→ **Directions**:
(1) In the birth certificate article, rewrite the stretch from "One of the biggest" through "delayed birth certificates.", changing "DHEC" to "the department".
(2) According to the birth certificate article, how many requests for delayed birth documents did the agency respond to in 2005?
Extract to read START
One of the biggest areas of fraud in the country, Berry said, is illegally obtaining a birth certificate.

Berry said DHEC averages about 80 requests a month for delayed birth certificates.

The number spiked after 9/11, when more organizations began requiring birth certificates as positive proof of identification, he said. It has since declined.

The agency responded to 1,488 requests for delayed birth documents in 2005, for example, compared to 960 last year.

"For someone with no birth certificate at all," he said, "it's usually going to require a judge's court order."

But whether people attempt to gather their own historical documents or hire a lawyer to sort through the matter, it's a potentially costly and time-consuming process.

Reconstructing history

Ruth Johnson's brother Willie Jefferson usually signs his name "Willie J. Jefferson." But not always.

The second in a family of eight children, Jefferson was born at home in the summer of 1949 with the help of a midwife. He never had a birth certificate. His mother, Louise Jefferson, recorded the birth in the family Bible.
Extract to read END
Dataset excerpts START
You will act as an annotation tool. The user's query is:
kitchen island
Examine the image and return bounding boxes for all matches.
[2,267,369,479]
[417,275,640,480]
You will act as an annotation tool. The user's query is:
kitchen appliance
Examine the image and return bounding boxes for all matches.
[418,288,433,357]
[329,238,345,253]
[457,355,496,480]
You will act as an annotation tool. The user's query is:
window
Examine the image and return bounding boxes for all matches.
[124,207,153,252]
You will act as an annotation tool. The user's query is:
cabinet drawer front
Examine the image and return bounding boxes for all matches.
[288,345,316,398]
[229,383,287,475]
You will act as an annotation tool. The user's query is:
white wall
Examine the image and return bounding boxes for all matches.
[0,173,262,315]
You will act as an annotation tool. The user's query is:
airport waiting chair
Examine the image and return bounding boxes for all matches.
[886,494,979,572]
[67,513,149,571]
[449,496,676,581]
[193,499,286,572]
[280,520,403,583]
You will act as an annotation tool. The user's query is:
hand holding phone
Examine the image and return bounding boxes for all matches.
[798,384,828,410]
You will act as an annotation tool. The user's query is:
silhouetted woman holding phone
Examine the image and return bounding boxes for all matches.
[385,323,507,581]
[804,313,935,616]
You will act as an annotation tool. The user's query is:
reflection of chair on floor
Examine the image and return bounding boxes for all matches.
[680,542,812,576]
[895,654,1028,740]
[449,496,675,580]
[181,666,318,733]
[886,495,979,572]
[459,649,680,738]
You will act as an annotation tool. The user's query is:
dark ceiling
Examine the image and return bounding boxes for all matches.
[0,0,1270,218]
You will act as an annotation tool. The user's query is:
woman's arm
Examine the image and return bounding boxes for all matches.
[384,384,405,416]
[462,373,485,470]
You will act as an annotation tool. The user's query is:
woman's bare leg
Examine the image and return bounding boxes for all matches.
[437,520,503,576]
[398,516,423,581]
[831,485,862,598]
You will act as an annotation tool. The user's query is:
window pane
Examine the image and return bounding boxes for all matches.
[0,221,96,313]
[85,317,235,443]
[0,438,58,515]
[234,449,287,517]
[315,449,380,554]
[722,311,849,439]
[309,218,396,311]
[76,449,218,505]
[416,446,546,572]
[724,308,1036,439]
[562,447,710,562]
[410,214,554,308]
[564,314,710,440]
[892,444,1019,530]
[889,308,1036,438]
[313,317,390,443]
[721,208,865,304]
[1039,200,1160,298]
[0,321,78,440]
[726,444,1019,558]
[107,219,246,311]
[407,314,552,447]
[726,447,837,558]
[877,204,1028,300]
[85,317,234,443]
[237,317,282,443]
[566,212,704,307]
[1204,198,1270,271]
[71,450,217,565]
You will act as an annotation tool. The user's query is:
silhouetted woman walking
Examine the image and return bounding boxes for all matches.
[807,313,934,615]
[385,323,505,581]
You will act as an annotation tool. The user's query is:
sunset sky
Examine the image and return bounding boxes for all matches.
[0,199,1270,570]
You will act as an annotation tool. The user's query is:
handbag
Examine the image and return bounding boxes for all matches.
Dataset excerpts END
→ **Per-task outputs**:
(1)
One of the biggest areas of fraud in the country, Berry said, is illegally obtaining a birth certificate.

Berry said the department averages about 80 requests a month for delayed birth certificates.

(2) 1,488